Instruction -> All records are to be retyped faithfully and completely.

[Coordinate labeling data]

▼

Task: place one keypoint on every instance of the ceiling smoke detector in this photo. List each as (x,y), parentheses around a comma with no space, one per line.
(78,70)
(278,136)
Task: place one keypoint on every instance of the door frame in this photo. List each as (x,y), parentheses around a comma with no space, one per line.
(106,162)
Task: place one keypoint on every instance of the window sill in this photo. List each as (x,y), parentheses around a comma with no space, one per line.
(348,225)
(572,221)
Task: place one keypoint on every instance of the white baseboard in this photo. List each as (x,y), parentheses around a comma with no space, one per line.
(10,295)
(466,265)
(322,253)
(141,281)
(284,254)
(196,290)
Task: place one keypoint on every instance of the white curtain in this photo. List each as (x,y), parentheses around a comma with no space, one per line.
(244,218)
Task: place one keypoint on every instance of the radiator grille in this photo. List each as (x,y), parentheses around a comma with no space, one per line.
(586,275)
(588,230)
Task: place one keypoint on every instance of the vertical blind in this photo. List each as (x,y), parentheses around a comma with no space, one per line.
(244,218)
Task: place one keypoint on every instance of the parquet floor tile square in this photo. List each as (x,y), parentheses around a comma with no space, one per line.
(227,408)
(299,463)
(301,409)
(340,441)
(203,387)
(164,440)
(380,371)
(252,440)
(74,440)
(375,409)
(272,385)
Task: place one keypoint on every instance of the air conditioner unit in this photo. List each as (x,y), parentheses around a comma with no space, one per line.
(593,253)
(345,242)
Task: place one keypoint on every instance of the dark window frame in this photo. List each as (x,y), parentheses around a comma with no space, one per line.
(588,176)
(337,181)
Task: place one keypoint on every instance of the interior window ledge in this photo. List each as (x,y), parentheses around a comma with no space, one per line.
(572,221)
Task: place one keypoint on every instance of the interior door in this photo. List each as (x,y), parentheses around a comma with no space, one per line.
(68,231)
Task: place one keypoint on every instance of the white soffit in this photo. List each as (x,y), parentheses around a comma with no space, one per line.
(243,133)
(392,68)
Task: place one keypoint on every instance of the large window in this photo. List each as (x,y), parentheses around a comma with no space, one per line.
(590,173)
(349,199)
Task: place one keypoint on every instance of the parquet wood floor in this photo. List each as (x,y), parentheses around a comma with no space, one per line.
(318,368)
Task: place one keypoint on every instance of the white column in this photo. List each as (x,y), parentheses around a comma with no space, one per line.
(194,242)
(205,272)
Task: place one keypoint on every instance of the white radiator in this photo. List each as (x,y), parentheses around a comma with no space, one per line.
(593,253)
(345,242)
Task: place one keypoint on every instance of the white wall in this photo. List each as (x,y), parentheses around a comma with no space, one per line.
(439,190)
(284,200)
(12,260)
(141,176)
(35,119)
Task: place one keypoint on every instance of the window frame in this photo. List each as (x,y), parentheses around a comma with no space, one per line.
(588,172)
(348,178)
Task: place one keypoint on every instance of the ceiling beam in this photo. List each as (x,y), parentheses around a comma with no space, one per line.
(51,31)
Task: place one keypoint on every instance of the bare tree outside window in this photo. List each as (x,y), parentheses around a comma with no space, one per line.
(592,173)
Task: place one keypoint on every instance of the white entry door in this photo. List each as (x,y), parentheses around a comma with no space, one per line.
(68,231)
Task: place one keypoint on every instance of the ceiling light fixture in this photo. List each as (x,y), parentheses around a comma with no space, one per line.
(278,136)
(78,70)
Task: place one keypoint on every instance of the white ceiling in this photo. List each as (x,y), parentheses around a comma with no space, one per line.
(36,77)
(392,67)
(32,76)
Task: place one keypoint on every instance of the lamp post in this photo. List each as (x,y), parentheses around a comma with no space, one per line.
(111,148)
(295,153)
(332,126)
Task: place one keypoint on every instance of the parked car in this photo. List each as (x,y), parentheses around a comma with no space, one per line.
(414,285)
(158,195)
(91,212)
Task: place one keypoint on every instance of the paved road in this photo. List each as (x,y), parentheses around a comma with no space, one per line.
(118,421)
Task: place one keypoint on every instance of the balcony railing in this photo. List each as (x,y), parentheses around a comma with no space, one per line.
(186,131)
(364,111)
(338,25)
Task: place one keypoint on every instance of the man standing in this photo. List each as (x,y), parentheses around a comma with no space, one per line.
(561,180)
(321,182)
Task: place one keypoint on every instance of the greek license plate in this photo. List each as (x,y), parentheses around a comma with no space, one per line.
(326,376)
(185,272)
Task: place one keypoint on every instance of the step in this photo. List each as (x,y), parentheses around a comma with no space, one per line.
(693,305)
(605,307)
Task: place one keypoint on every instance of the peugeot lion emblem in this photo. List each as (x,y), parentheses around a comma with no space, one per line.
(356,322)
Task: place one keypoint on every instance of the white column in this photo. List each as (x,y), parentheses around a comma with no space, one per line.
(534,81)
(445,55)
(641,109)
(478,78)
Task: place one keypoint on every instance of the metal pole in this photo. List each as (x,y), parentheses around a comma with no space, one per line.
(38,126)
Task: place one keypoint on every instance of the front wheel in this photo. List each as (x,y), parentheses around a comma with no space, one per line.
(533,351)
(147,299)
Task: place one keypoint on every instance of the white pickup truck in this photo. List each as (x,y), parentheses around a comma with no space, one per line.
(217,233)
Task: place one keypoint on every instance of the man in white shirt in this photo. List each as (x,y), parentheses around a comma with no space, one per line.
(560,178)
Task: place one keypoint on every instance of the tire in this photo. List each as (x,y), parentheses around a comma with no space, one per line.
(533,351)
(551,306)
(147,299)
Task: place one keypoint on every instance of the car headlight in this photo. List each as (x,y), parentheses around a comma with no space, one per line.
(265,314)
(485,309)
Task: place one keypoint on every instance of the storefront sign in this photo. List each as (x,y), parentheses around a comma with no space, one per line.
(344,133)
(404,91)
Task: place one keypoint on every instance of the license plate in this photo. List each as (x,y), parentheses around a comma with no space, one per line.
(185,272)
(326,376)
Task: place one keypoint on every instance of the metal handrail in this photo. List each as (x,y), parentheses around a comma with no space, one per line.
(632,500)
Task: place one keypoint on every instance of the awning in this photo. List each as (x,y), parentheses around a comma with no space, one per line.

▲

Solution for this problem ->
Task: place one keypoint on every instance of the ceiling smoke detector in this photo. List each as (x,y), parentheses around a comma with no space, one per line.
(78,70)
(278,136)
Task: place one keypoint on every instance of the door frame in this photo. List each as (x,y), parentheses around a comma with no space, one per line.
(106,162)
Task: place one keypoint on every instance of the window sill in this photo. List each as (x,y), parentheses around a comma with no space, one per line.
(348,225)
(572,221)
Task: place one keypoint on every instance of the white baseboard in this photo. List each as (x,y), parentheses around a comma with no space, one per line.
(10,295)
(466,265)
(322,253)
(141,281)
(284,254)
(196,290)
Task: place one keypoint on every instance of the white curtain in this photo. List each as (x,y), parentheses around a comma with no space, one per line.
(244,218)
Task: place one keypoint on every instance of the radiator grille in this photo. List each as (x,y), parentheses around a comma with no space, one per line.
(586,275)
(588,230)
Task: place one keypoint on every instance of the vertical blind in this photo. List each as (x,y), parentheses around a comma with no space, one per line.
(244,218)
Task: place one keypoint on every instance of the parquet floor tile square in this photo. List each as (x,y), parentheses around a comma with no space, one per line.
(227,408)
(299,463)
(301,409)
(340,441)
(203,387)
(164,440)
(380,371)
(252,440)
(74,440)
(375,409)
(272,385)
Task: place one keypoint on every instance of the air conditioner unit in this photo. List each as (x,y), parentheses around a comma with no space, one per line.
(593,253)
(345,242)
Task: place one keypoint on every instance of the dark window frame in this photo. List each as (x,y), parentheses around a comma with no space, one per line.
(588,176)
(337,181)
Task: place one keypoint on every instance of the interior window ledge in this photo. List each as (x,y), parentheses around a comma with no space, one per line.
(572,221)
Task: place one keypoint on every instance of the interior door in this photo. List each as (x,y), parentheses around a comma with no space, one per line.
(68,231)
Task: place one keypoint on every instance of the white soffit in this photo. List each as (x,y), parentheses around a comma with no space, one per line.
(243,133)
(392,68)
Task: place one keypoint on every instance of the large window in this photo. List each as (x,y), parentheses around a comma with no space, one per line.
(590,173)
(349,199)
Task: place one keypoint on every instance of the parquet wood floor in this photo. List each as (x,y), parentheses around a comma with no space, one per line.
(318,368)
Task: place one keypoint on every instance of the white column in this photo. List each as (x,y), parentheses around a comma with no space, one per line.
(194,242)
(205,272)
Task: place one keypoint on every instance of the white radiator in this photo. List each as (x,y), parentheses around a comma with no space, one per line.
(593,253)
(345,242)
Task: place one keypoint on every instance of the white wall in this photo. List each as (x,y), parentheses around a comma with no space, one per line.
(439,190)
(284,200)
(12,260)
(141,176)
(35,119)
Task: place one keypoint on every instance of the window frame in this photo. List each as (x,y), parentheses around a comma with no space, one per line.
(588,172)
(348,178)
Task: place one keypoint on every instance of the ceiling beam in this photo. List each as (x,y), parentheses around a comma with no space, one per line.
(51,31)
Task: place one keypoint on every instance of the bare tree outside window in this photo. List each as (x,y), parentheses around a comma with no space, one per line.
(592,173)
Task: place one keypoint on every instance of the white entry door in this photo. List each as (x,y), parentheses around a comma with no space, one per line.
(68,231)
Task: place one keypoint on every instance of the ceiling light fixture in this photo. List each as (x,y), parentheses around a comma with no space, one per line.
(278,136)
(78,70)
Task: place one keypoint on every instance of the white ceiling in this photo. List each as (x,y), parentheses around a comma with no space, one per line.
(36,77)
(392,67)
(32,76)
Task: place one keypoint on every instance of the lamp post in this photo. List each as (x,y), parentheses around a comma with no space, one per line.
(111,148)
(295,153)
(332,126)
Task: place one keypoint on every instance of the parked car in this photo. List each as (x,y), parentheses around a comma with no space, one per line.
(414,285)
(158,195)
(91,212)
Task: place one keypoint on every instance of the paved road in this photo. List each as (x,y), parentheses around a comma with no space, one per line.
(118,421)
Task: place one keypoint on every instance of the balcony railing in this photo. List each as (x,y), parentheses around a comma with no space, one per line.
(186,131)
(364,111)
(338,25)
Task: place one keypoint on every instance of the man standing in this photo. List each as (x,y), parentheses around a comma with no space, one per line.
(561,180)
(321,182)
Task: place one keypoint on every instance of the greek license plate in this photo. List each as (x,y), parentheses around a comma with no space, one per line.
(326,376)
(185,272)
Task: place one keypoint on every instance of the step in this photo. List each as (x,y), parentheses around a comma with no space, one per line.
(693,305)
(605,307)
Task: place one keypoint on every instance of the peugeot lion emblem in this photo. List each as (x,y), parentheses around a comma with no space, one per line.
(356,322)
Task: place one keypoint on every instance of the white column in this photo. List each as (x,y), parentheses around a comma with no space, one per line.
(534,81)
(445,55)
(641,109)
(478,78)
Task: place one keypoint on every instance of the metal pole in this photo. List each as (x,y), parentheses around a comma with no space, one per line.
(38,126)
Task: place one keypoint on every instance of the front wheel in this photo. List each as (x,y), parentheses around a comma with no space, one per line.
(533,351)
(147,299)
Task: place one keypoint on every instance of the white pickup truck in this photo. List each as (x,y), parentheses around a comma with no space, one per line.
(217,233)
Task: place one keypoint on every instance of the man in white shirt in this photo. List each as (x,y), parentheses around a comma with no space, one per line.
(560,178)
Task: place one keypoint on every instance of the tire in this photo. List each as (x,y), parentheses around a comma with no space, one per line.
(533,351)
(551,306)
(147,299)
Task: place one keypoint on every instance of the car headlight in this photo. List each as (x,y), parentheses around a comma with no space, one per line.
(265,314)
(485,309)
Task: place one keypoint on every instance of the storefront sign in this photo. List each as (x,y), parentheses around a comma with no space, one per line.
(344,133)
(404,91)
Task: place one keypoint on every instance of the license plate in this photo. List each as (x,y), parentheses around a comma with no space, one per line.
(185,272)
(326,376)
Task: place one keypoint on every instance of the metal handrail in this photo. List each as (x,y), parentheses around a comma with no space, one per line.
(632,500)
Task: place one keypoint on every instance of the awning in this photo. List each as (x,y), parentheses around a comma with no space, one per line.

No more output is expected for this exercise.